-- Required work --
Copy out the entries below, swapping every "Result" for "Output" and keeping everything else the same.

[Recorded data]

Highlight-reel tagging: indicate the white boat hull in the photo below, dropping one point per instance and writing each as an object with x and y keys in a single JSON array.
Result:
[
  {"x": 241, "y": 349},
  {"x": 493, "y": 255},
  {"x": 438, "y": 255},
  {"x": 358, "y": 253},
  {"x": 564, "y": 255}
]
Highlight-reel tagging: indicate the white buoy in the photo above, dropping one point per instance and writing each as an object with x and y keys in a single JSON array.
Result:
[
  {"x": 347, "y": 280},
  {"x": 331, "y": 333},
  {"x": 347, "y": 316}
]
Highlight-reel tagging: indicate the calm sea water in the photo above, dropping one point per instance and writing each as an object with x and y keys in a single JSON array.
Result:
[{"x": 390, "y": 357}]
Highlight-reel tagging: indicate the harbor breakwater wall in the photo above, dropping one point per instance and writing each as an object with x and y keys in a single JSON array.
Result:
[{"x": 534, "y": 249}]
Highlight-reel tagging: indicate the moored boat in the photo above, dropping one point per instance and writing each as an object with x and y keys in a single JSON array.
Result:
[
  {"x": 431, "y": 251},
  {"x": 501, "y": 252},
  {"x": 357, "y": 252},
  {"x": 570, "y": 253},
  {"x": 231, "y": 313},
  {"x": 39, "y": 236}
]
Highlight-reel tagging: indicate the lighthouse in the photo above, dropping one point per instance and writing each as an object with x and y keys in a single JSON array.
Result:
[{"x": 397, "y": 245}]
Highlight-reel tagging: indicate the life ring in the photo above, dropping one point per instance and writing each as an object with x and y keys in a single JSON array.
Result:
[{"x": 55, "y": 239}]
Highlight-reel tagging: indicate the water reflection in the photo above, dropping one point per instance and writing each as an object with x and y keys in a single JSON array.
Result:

-- Solution for this task --
Highlight-reel tagging: indicate the white boat hull in the photo below, dropping one point per instance and writing each as an object with x and y keys in a single JSON array.
Output:
[
  {"x": 241, "y": 349},
  {"x": 493, "y": 255},
  {"x": 438, "y": 255},
  {"x": 358, "y": 253},
  {"x": 564, "y": 255}
]
Highlight-reel tagging: indicate the white buoy in the photo above, dropping one point per instance and writing each as an object with x and y keys in a single JSON array.
Output:
[
  {"x": 347, "y": 280},
  {"x": 331, "y": 333},
  {"x": 347, "y": 316}
]
Highlight-reel tagging: indicate the calm sea water in the photo above, dropping one point per instance and writing each as an object with x and y keys in a single JSON array.
Output:
[{"x": 390, "y": 357}]
Highlight-reel tagging: indicate the harbor breakwater wall in the photo above, dropping one point per instance and writing each as an object with x and y keys in a single JSON array.
Output:
[{"x": 534, "y": 249}]
Highlight-reel tagging: indicate the moored boat in the photo above, dropping one point per instance and writing each as an object with x and y keys in a single JSON array.
Output:
[
  {"x": 431, "y": 251},
  {"x": 501, "y": 252},
  {"x": 357, "y": 252},
  {"x": 570, "y": 253},
  {"x": 231, "y": 313},
  {"x": 39, "y": 236}
]
Highlight-reel tagging: indicate the lighthouse in the photo above, dropping one point per instance and writing each as an object with x and y keys in a single JSON array.
Output:
[{"x": 397, "y": 245}]
Highlight-reel tagging: indicate the life ring in the photo above, dropping one point per instance and writing each as an object with x and y keys in a single JSON array.
Output:
[{"x": 55, "y": 239}]
Highlight-reel tagging: indicate the water reflection in the photo above, dropping one point per instance and writing each as an object with x and y keys in a single JSON array.
Output:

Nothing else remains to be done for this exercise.